Problems to solve:
a) Set down the stretch of the Passover essay from "I tried not" through "ground-in chametz gook.".
b) Answer these questions about the Passover essay, one answer per line:
(i) How many times was the card inserted before the chip was rejected?
(ii) Where was the pre-Passover boutique held?
(iii) What was used to dig into the refrigerator's crevices?
c) Shorten the paragraph of the Passover essay that begins "That same evening, I went" while keeping its main facts.

Text for analysis:

That relief was short-lived because when I reached the cashier, she was in a very cranky mood. Seriously, who could blame her? Passover shoppers can be over the top, and we buy a lot. She took each item and rang up the bill, and then asked for my card. I inserted it three times and my chip was rejected. I began to sweat.

“I’ve got checks,” I offered, feeling desperate. “I’ll write a check.” “We don’t take checks,” she said — actually it was more of a growl. Then she called over the manager, who tried my card again — to no avail. All the while, I’m praying, please don’t make me do this all over again.

I tried not looking at the long line of customers standing, staring me down, waiting their turns to have their carts — which also were filled to the brim with all varieties of plastic and aluminum — rung up. Finally, I rummaged through my wallet, and found another card — and it worked!

That same evening, I went to a pre-Passover boutique at Congregation Rinat Yisrael in Teaneck. I found a beautiful tablecloth for my seder table, and then splurged on some trinkets for myself. Surely, after that almost disastrous afternoon, didn’t I deserve some kind of reward?

And then there’s the cleaning. Some people practically deconstruct their homes and take apart their kitchens and dining areas.

I’m usually pretty calm in that respect. But this year, for reasons that elude me, I found myself armed with toothpicks, digging in the refrigerator, deep in its crevices, purging ground-in chametz gook.

A few toothpicks in, the rational part of me began to emerge.

“This is so unlike me,” I thought. “Why not take a little break?” But I wasn’t done, and soon after I grabbed another few toothpicks. The cleaning actually felt cathartic too. Don’t ask me to explain this weird phenomenon — it’s never happened to me before.

(Dataset entries)
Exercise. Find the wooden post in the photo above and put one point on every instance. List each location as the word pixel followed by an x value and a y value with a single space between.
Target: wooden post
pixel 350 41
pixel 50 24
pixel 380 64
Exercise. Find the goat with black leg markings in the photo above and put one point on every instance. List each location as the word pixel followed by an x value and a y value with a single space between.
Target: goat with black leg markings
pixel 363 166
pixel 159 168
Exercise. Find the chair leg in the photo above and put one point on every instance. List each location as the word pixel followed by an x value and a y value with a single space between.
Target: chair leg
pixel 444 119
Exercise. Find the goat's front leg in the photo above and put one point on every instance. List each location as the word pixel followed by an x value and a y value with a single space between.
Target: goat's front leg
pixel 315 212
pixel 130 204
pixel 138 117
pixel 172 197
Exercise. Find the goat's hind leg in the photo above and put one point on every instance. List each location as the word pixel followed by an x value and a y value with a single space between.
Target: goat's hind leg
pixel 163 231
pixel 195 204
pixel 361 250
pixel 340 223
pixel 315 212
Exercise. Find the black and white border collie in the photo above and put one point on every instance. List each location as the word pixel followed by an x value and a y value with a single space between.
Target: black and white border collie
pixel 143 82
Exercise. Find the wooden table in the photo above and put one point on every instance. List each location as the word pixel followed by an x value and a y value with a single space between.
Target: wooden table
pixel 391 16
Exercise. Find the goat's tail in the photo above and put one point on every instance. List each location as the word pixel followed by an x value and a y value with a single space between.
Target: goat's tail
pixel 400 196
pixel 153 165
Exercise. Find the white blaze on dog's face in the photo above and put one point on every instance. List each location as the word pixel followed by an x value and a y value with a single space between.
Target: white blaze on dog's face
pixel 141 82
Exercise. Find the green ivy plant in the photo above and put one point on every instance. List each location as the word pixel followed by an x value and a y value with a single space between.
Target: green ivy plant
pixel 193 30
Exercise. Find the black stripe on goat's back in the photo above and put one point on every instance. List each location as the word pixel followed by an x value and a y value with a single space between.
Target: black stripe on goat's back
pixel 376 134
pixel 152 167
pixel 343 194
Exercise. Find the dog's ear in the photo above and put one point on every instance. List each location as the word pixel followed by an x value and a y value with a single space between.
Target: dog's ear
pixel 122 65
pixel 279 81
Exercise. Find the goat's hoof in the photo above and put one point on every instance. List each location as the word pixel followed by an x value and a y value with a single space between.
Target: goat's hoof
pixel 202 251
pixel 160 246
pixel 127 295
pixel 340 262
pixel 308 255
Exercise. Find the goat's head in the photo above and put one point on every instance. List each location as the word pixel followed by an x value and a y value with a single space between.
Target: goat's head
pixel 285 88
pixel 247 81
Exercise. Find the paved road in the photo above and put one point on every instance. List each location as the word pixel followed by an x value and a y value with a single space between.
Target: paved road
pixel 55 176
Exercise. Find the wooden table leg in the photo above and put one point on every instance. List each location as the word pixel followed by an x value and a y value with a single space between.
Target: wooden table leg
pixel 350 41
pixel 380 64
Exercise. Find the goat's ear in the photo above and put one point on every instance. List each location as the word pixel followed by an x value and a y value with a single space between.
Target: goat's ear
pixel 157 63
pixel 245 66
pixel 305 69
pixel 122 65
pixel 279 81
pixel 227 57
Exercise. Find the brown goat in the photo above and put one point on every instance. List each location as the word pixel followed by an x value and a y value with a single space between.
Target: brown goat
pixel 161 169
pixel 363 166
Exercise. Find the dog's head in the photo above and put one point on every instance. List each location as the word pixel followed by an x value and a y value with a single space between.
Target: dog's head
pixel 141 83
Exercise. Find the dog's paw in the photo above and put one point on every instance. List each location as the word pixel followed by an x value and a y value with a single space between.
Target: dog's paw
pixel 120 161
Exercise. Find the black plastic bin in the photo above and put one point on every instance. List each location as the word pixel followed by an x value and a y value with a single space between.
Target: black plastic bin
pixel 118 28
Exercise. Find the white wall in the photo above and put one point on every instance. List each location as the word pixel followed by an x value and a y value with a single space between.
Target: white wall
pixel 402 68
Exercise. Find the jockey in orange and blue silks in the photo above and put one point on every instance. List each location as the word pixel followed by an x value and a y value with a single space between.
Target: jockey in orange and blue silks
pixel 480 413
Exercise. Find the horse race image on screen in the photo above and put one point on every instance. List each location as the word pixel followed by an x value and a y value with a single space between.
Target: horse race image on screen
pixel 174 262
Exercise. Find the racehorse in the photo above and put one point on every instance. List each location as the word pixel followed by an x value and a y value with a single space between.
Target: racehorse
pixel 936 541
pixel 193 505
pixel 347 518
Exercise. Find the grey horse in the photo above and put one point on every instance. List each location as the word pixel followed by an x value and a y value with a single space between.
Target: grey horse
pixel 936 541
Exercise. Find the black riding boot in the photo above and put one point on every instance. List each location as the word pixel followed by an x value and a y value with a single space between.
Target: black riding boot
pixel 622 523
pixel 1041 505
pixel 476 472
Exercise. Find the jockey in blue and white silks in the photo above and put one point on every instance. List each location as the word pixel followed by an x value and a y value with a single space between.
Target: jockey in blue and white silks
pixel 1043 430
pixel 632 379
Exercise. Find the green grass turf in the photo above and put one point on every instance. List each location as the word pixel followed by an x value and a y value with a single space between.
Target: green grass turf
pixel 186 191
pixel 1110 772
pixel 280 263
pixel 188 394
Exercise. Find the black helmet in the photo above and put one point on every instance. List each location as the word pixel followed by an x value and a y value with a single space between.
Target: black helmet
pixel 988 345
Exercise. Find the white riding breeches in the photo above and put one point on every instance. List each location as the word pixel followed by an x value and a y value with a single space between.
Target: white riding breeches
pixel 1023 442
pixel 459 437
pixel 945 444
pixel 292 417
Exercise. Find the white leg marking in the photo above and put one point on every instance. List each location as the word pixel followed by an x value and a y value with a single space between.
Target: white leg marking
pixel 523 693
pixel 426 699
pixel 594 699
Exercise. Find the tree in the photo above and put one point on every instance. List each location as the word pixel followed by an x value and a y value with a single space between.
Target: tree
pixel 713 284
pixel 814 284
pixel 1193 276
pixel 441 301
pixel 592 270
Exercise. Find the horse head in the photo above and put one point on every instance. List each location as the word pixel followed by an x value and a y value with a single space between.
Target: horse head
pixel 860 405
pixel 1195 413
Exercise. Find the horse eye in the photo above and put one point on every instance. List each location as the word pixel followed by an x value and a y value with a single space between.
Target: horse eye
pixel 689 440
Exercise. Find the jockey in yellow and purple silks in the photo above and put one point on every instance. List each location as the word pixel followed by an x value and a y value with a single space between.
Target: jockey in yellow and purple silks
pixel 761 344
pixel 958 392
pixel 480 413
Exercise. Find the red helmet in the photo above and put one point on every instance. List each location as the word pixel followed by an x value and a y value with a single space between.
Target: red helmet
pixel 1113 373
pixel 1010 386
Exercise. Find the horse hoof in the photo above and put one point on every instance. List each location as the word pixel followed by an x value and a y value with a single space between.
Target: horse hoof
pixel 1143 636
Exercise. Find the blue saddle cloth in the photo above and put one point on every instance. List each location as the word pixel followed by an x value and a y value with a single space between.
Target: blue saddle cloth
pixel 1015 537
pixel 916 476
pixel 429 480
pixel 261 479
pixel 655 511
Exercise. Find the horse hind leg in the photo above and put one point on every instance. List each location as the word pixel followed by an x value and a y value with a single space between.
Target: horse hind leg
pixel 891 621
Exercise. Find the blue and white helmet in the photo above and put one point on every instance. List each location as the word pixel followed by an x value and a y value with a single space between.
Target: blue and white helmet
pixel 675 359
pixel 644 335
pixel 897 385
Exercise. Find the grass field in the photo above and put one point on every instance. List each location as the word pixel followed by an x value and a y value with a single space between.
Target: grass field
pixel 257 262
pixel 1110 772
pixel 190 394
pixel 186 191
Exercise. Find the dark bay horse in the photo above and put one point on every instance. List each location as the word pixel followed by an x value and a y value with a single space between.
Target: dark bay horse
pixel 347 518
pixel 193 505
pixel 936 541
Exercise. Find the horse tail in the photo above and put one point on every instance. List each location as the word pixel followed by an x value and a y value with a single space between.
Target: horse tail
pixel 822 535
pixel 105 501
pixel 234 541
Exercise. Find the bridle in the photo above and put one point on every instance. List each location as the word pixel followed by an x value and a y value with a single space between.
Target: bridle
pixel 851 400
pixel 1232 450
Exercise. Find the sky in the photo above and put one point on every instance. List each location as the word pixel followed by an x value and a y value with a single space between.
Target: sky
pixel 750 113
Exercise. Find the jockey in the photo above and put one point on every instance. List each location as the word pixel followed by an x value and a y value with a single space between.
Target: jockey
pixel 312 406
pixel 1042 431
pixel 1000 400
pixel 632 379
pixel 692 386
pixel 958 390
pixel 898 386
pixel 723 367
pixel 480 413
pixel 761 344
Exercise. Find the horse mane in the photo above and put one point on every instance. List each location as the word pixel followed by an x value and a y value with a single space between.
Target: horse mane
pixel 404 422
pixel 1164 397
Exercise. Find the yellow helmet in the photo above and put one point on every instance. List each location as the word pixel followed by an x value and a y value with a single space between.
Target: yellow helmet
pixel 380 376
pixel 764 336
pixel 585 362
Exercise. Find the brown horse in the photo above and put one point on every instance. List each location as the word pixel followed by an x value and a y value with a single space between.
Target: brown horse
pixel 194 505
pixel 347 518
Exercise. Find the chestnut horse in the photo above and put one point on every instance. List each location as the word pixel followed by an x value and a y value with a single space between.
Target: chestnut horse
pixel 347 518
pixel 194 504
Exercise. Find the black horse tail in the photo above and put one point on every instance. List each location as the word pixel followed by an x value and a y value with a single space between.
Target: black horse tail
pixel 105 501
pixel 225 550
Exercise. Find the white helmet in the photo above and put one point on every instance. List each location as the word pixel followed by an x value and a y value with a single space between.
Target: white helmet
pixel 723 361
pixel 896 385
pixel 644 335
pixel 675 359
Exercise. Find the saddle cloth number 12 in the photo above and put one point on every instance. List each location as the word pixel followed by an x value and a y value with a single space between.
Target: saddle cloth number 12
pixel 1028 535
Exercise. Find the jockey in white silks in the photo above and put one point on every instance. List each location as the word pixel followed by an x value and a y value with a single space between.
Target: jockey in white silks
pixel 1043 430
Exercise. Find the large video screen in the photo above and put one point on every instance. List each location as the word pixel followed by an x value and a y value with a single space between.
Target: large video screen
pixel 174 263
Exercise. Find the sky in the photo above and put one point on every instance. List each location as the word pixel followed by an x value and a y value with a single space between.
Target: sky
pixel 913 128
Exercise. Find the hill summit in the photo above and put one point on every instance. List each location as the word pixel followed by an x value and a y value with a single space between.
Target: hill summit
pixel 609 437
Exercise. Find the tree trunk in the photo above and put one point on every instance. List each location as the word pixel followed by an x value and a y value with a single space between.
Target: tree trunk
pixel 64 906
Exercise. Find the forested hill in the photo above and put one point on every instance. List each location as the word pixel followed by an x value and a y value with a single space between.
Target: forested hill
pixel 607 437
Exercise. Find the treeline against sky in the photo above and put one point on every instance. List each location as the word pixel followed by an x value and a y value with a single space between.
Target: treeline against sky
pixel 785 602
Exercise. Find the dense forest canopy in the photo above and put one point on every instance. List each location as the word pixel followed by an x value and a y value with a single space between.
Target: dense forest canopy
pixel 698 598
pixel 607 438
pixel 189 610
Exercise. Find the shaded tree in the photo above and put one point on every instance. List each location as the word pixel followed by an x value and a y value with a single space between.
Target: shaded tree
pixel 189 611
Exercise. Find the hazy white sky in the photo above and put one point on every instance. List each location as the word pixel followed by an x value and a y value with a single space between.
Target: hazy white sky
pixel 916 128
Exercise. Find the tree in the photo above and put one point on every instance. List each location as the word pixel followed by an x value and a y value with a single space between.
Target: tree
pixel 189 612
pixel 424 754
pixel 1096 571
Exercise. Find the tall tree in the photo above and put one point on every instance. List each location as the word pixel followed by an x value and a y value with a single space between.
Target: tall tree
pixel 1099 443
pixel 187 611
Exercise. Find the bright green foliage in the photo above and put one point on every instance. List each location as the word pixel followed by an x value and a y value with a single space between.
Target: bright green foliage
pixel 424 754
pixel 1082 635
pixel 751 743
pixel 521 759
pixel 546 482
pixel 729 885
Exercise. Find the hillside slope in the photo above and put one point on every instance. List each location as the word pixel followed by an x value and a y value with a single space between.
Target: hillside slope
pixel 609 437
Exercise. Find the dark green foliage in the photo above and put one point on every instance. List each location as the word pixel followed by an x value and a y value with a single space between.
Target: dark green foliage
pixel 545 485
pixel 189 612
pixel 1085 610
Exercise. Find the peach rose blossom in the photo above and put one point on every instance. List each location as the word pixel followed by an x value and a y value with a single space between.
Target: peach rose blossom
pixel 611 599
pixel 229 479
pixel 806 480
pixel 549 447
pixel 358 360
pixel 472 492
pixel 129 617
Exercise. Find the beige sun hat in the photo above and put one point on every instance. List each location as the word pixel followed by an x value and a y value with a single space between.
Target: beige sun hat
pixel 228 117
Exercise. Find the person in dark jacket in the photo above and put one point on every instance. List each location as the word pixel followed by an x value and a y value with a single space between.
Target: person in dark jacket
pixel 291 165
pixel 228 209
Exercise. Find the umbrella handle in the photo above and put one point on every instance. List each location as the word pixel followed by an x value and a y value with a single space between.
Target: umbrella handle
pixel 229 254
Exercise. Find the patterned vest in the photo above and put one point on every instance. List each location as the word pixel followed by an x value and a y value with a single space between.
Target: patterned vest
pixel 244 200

Answer section:
a)
I tried not looking at the long line of customers standing, staring me down, waiting their turns to have their carts — which also were filled to the brim with all varieties of plastic and aluminum — rung up. Finally, I rummaged through my wallet, and found another card — and it worked!

That same evening, I went to a pre-Passover boutique at Congregation Rinat Yisrael in Teaneck. I found a beautiful tablecloth for my seder table, and then splurged on some trinkets for myself. Surely, after that almost disastrous afternoon, didn’t I deserve some kind of reward?

And then there’s the cleaning. Some people practically deconstruct their homes and take apart their kitchens and dining areas.

I’m usually pretty calm in that respect. But this year, for reasons that elude me, I found myself armed with toothpicks, digging in the refrigerator, deep in its crevices, purging ground-in chametz gook.

b)
(i) Three times
(ii) At Congregation Rinat Yisrael in Teaneck
(iii) Toothpicks

c) That evening, at a pre-Passover boutique at Congregation Rinat Yisrael in Teaneck, I bought a beautiful tablecloth for my seder table and splurged on some trinkets for myself as a reward for that almost disastrous afternoon.